Friday was Jeremy Maclin's 24th birthday. It didn't have to include anything special to mark a huge improvement over his 23rd.
May 11, 2011, was when Maclin learned the results of tests done after the Eagles wideout couldn't quite shake an undetermined illness earlier in the spring. The tests showed inflamed lymph nodes. Doctors thought Maclin might have lymphoma. He had been unable to eat, just wanted to sleep, he said.
It took more than 3 months from Maclin's birthday for everything to look normal again and for everyone to conclude that whatever illness Maclin had suffered, he had come out of it OK, didn't have any kind of cancer. In the interim, the NFL lockout finally ended and players reported to training camp. Maclin stood on the sideline, awaiting clearance to participate, looking gaunt. At his request, the Eagles wouldn't say what might be wrong. Rumors raged.
Maclin finally explained the situation when he was cleared to practice Aug. 17. He seemed to get back to full speed quickly. In the second game of the season, an excruciating fourth-quarter foldup loss at Atlanta that proved to be season-defining, Maclin caught 13 passes for 171 yards, both career highs, though his fourth-down drop late was crucial. Two of the catches went for touchdowns. But between that game and the season finale against Dallas, in which Maclin caught eight passes for 105 yards, he had a subpar season. Maclin missed three games with shoulder and hamstring injuries. He finished with 63 catches for 859 yards and five TDs - failing to match his 2010 totals of 70 catches, 964 yards and 10 TDs.

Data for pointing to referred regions
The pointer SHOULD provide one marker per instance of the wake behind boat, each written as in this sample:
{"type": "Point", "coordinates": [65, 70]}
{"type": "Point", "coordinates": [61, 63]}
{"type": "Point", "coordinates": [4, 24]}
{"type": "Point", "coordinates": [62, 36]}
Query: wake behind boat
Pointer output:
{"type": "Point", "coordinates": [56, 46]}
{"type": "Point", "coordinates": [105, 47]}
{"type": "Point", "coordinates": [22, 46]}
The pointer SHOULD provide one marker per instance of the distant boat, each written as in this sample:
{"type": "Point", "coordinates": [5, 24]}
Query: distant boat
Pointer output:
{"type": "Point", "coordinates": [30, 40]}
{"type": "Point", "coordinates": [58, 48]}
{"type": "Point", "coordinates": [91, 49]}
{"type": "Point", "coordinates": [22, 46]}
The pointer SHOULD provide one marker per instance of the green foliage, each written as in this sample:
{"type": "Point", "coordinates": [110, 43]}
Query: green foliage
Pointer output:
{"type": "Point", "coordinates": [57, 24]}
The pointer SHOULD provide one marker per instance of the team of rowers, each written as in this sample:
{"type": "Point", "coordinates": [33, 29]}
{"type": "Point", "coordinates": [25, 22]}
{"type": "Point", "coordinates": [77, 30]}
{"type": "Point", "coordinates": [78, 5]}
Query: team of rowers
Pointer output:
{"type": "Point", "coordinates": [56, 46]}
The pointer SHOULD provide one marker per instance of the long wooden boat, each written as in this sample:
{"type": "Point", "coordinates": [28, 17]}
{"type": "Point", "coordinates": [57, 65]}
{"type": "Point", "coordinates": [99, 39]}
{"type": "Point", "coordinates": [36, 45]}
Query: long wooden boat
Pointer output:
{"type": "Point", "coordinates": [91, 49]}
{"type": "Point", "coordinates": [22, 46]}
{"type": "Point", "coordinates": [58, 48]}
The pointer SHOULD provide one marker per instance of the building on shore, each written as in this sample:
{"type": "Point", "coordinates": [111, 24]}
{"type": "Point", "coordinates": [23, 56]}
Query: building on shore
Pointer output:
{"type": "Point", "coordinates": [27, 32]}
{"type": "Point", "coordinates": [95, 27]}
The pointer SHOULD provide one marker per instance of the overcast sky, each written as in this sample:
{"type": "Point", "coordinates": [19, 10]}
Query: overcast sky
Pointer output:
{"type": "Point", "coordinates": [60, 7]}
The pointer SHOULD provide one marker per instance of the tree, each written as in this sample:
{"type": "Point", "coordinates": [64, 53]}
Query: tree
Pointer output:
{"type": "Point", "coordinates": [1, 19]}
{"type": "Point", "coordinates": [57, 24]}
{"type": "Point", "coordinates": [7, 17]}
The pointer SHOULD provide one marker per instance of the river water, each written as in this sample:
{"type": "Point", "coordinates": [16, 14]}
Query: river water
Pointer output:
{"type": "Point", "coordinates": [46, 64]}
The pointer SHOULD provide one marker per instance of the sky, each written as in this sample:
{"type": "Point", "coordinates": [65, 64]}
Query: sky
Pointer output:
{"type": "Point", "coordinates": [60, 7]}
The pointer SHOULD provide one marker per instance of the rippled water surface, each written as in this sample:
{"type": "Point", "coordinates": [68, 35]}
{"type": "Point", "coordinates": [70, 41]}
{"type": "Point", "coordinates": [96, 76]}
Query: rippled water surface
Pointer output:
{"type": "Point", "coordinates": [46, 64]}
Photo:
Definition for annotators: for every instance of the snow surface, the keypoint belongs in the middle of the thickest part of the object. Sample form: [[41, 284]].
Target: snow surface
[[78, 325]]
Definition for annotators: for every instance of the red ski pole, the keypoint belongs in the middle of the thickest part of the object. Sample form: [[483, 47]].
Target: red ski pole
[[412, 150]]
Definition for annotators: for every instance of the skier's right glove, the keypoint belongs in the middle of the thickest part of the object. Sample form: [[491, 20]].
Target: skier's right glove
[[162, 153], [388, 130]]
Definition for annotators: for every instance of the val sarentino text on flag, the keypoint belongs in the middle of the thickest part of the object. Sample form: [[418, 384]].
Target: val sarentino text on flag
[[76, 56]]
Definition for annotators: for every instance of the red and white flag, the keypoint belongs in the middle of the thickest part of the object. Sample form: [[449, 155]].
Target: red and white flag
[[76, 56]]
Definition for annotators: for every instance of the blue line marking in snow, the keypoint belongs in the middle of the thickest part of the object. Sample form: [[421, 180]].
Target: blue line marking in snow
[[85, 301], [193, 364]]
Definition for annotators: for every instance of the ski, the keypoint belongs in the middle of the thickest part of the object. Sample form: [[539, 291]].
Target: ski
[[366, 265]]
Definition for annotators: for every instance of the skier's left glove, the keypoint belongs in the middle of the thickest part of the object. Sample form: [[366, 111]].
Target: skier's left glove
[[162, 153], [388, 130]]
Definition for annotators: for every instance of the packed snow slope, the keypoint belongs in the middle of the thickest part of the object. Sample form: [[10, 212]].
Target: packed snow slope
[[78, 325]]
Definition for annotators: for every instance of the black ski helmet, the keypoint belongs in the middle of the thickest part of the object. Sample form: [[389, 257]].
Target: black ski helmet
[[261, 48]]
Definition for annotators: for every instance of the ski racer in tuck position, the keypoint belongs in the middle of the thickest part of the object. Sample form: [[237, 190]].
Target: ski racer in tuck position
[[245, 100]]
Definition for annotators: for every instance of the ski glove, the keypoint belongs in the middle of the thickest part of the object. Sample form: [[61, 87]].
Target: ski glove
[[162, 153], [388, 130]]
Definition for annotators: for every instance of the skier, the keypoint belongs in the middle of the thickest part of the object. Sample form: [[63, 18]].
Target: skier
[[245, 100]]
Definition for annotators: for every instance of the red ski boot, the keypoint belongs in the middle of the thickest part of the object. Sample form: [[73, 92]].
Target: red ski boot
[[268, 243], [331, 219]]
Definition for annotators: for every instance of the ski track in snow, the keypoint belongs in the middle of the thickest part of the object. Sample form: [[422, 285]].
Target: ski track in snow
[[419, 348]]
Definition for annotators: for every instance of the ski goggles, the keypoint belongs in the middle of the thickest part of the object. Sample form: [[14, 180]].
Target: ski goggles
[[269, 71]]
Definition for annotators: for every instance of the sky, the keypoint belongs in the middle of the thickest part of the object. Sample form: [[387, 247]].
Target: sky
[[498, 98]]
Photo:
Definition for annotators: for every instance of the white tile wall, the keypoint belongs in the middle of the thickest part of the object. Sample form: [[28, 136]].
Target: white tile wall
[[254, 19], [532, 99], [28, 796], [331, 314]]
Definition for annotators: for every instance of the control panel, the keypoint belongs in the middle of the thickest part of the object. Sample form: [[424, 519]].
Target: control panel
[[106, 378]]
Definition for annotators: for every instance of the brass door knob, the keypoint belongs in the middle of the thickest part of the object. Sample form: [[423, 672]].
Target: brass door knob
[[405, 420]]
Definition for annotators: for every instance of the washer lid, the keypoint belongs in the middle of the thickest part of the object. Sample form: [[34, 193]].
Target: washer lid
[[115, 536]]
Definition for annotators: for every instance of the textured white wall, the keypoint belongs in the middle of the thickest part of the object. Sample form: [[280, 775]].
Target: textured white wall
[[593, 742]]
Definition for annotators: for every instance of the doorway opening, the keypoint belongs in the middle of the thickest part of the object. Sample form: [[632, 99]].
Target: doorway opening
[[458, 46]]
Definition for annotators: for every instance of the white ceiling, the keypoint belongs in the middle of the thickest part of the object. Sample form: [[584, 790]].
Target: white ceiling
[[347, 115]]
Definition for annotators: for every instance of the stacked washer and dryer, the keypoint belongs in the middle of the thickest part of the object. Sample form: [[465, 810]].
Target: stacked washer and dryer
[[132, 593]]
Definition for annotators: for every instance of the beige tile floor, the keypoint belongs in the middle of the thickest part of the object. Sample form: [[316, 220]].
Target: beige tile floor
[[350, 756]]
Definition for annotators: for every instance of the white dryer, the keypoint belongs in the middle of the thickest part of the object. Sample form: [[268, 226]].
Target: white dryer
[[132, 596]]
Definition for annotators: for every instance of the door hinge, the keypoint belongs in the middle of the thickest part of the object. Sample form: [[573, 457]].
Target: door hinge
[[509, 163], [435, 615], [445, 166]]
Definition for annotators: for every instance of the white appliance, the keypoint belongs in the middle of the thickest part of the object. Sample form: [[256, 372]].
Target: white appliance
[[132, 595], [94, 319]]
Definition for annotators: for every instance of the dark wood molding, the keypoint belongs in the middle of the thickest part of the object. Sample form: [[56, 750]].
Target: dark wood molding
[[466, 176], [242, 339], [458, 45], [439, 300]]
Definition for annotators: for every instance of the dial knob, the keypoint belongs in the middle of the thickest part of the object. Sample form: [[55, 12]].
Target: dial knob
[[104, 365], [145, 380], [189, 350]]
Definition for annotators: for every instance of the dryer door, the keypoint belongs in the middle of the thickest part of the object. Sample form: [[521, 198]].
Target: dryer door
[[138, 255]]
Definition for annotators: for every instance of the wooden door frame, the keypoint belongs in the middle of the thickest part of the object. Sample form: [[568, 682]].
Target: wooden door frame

**EXERCISE INSTRUCTIONS:**
**a)** In the Jeremy Maclin article, how many passes did Maclin catch in the second game of the season at Atlanta, and for how many yards?
**b)** Pick up the Jeremy Maclin article after its final sentence and continue it.
The records were taken from a separate source.

**ANSWERS:**
**a)** He caught 13 passes for 171 yards.

**b)**
"He probably had too many reps early," Eagles coach Andy Reid said recently. "He's a convincing guy. I think, looking back on it, we probably should have backed off on him a little bit, which is my responsibility. . .I can see that he's much stronger right now."
Maclin, who looks more muscular, said he is up to 205 pounds, at 6-feet, from his normal playing weight of 198. He said he was down around 180 during his illness.
"Some days, I sit back and think about it," Maclin said when asked to compare this offseason with last year. "I'm blessed to have everything be OK with me. I'm just ready to look forward, get things rolling."
Dr. Jeff Parres, the suburban St. Louis physician who took Maclin into his family after coaching him in youth football, said "life is back to normal" for Maclin. "He's back to being a happy, carefree kid. He looks great."
Parres said Maclin has spent much more time in Philadelphia and much less time in the St. Louis area this offseason. Last year, he stayed more around his old friends and family, as he tried to get answers. For 3 or 4 months last year, Parres said, Maclin wasn't violently ill, but he couldn't seem to feel good for very long.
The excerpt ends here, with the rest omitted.